_YOUR TASK:_ Would you please repeat, word for word, only the lines from the one holding "eye, shaped like this sample" through the one holding "dog's head, shaped like this sample" in the material below, without the pictures?

_GIVEN DATA:_
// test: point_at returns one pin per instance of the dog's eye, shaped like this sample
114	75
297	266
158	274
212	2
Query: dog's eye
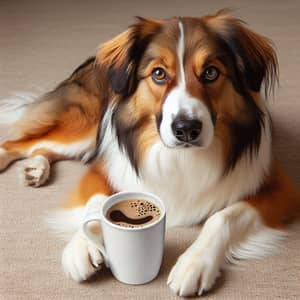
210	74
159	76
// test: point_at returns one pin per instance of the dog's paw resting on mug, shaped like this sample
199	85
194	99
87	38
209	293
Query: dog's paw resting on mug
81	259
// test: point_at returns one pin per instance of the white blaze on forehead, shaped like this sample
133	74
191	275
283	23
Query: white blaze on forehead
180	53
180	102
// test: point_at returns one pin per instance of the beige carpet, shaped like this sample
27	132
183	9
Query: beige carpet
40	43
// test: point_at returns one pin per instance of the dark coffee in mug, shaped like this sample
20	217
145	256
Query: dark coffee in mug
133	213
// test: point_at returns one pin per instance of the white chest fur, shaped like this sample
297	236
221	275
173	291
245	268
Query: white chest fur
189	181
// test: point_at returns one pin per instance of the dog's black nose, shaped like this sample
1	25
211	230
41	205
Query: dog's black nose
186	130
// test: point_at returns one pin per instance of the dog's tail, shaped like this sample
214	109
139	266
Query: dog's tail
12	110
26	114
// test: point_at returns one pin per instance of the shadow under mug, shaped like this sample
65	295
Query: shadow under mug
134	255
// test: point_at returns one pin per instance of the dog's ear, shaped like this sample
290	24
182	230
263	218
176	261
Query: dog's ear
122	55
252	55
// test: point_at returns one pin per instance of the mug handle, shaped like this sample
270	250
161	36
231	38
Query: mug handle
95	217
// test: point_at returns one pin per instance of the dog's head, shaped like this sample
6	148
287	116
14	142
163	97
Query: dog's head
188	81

* * *

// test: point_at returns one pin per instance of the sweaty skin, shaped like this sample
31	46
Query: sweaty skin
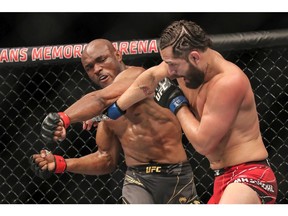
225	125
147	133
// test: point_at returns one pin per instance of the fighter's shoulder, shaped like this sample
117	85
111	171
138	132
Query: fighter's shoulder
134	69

==

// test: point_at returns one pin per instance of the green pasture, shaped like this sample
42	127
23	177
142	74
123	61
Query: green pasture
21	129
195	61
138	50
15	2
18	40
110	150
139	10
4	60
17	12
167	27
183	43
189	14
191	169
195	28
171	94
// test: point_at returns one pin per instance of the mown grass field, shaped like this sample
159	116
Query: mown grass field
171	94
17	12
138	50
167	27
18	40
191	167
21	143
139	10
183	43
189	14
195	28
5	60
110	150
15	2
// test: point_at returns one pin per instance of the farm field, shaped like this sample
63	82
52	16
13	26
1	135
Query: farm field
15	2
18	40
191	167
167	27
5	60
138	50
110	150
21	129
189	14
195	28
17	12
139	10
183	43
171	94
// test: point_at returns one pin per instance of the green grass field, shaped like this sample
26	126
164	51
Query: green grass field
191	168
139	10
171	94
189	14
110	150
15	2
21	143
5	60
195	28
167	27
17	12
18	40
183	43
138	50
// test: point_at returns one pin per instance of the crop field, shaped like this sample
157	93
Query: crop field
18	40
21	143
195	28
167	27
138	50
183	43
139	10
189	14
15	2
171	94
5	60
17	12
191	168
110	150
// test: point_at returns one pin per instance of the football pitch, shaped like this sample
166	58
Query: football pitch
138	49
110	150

_WRITTEN ANSWER:_
// test: point_at returns one pin per instance of the dog's eye, shaped like this sample
114	75
297	266
158	274
212	2
Query: dog's eye
210	74
159	76
// test: point_at returns one pin per instance of the dog's paw resting on mug, shaped like this sample
199	85
194	99
87	38
209	293
Query: dog's paw resting on mug
81	259
// test: point_at returns one pin per instance of the white blaze on forehead, shaped like this sample
133	74
191	275
283	23
Query: white blaze on forehead
180	53
180	102
// test: point_at returns one pin per instance of the beige carpet, shaped like this sample
27	132
183	9
Query: beige carpet
40	43
// test: point_at returns one pin per instance of the dark coffee in mug, shaped like this sample
20	217
145	256
Query: dark coffee in mug
133	213
// test: point_at returns one pin per instance of the white chest fur, shaped like this sample
297	236
221	275
173	291
245	268
Query: white chest fur
189	181
// test: point_at returns one pin per instance of the dog's black nose, shaped like this sample
1	25
211	230
41	205
Query: dog's black nose
186	130
// test: point_at returns one pin per instance of the dog's tail, shaped like this sample
214	109
139	266
Query: dog's tail
12	110
26	114
// test: point_at returns one pin per instance of the shadow under mug, shaped like this sample
65	295
Query: shadow under mug
134	255
// test: point_at returns one pin per instance of the dog's ear, shaped like this sample
290	24
182	230
263	218
176	261
Query: dog's ear
122	55
252	55
// test: point_at returns one pin per instance of the mug handle, shaped like this sample
270	250
161	36
231	38
Query: mug handle
95	217
// test: point_at returns one pin per instance of the dog's head, shaped like this sample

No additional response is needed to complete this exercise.